Testo selezionato =>

Don Alberto Vitali
Milano, 24 agosto 2019 - «Le principali vittime del clima d’odio verso gli stranieri che si sta diffondendo saranno gli italiani stessi – attacca don Alberto Vitali – perché quando passa l’idea che la solidarietà non è un valore, i destinatari di questo egoismo possono cambiare in un attimo. Oggi le vittime sono gli immigrati, ma fra dieci anni il problema vero saranno le pensioni insufficienti...». Don Alberto è responsabile della Pastorale dei Migranti e parroco di Santo Stefano Maggiore, chiusa dall’81 al 2003 per mancanza di fedeli e oggi parrocchia personale dei migranti.
Paradossale che una chiesa centrale nella storia ambrosiana sia stata riaperta grazie ai migranti?
«Cattolica significa universale. Sant’Ambrogio era tedesco figlio di romani, venuto per fare il prefetto, qui ha battezzato Sant’Agostino, che era un migrante dall’Africa venuto in città per studiare. L’accoglienza è nel dna di Milano. Il problema è che siamo miopi».
Nel 2016 affermò che le frontiere sono il frutto più maturo del peccato.
«Lo dice la Bibbia non io, al capitolo 11 del libro della Genesi, nell’episodio di Babele. Il vero peccato di Babele è la chiusura: il desiderio di darsi un nome e un’identità forti per costruire una città e chiudersi tra le sue mura, quando Dio aveva già detto due volte di disperdersi su tutta la Terra».
Eppure i rosari sono stati sventolati in nome di questa chiusura.
«Scene che mi fanno rabbia e tristezza. Sarebbe meglio che recitassero il rosario invece di baciarlo. Ogni cattolico sa che Dio ha un progetto universale sull’uomo. Più della metà dei migranti che arriva è cristiano, e sono tutti molto religiosi, al contrario dei cattolici oriundi che si dicono credenti e magari non vanno a messa e i sacramenti non sanno neanche cosa sono. I migranti non chiedono solo di essere aiutati economicamente, la richiesta più pressante che ci viene fatta è di poter celebrare».
E le loro celebrazioni sono molto più partecipate di quelle italiane.

Record del dataset =>
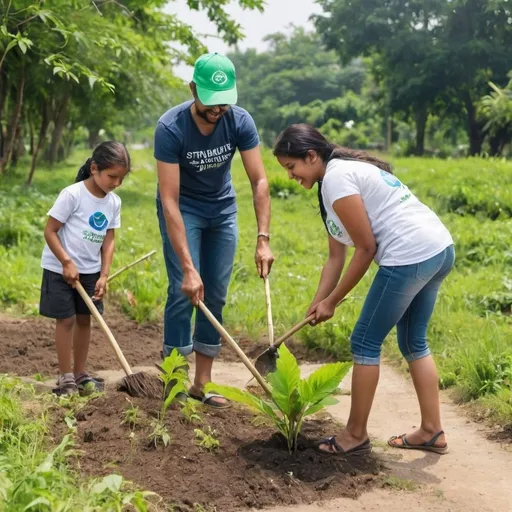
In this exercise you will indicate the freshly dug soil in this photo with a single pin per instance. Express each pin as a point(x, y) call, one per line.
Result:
point(251, 468)
point(27, 345)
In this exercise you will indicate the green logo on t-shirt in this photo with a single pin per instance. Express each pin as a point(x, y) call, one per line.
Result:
point(333, 229)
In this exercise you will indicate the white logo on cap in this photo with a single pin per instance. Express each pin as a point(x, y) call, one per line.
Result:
point(219, 78)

Problema da risolvere =>
Continua l'intervista a don Alberto Vitali sui migranti dopo l'ultima frase riportata.

La tua risposta =>
«A Santo Stefano la catechesi dei giovani latini dura tutto l’anno. Il 14 agosto erano in 23. Altrove sarei stato contento di averli a gennaio 23 ragazzi. A messa domenica scorsa c’erano 350 persone, e durante l’anno sono il doppio».
Cosa insegna ai migranti?
«A capire che ora sono in una comunità diversa, quindi non devono reagire mai d’istinto a quello che gli viene detto. Hanno aneddoti divertenti sui fraintendimenti linguistici, come la signora che alla richiesta di andare a prendere il burro è uscita in giardino a cercare l’asino. Vale anche per la mentalità: prima di reagire è importante capire quello che vuol dire l’altro. Poi è importante che conoscano i loro diritti e non si facciano sfruttare da italiani o connazionali già inseriti. Qualche badante a volte viene e mi dice “la mia padrona”, “la mia padrona un corno” rispondo. Forse la cosa più difficile da far capire ai migranti, preti compresi, è che la laicità dello Stato è positiva e non una forma di mancanza di fede».
Cosa insegnano ai fedeli italiani?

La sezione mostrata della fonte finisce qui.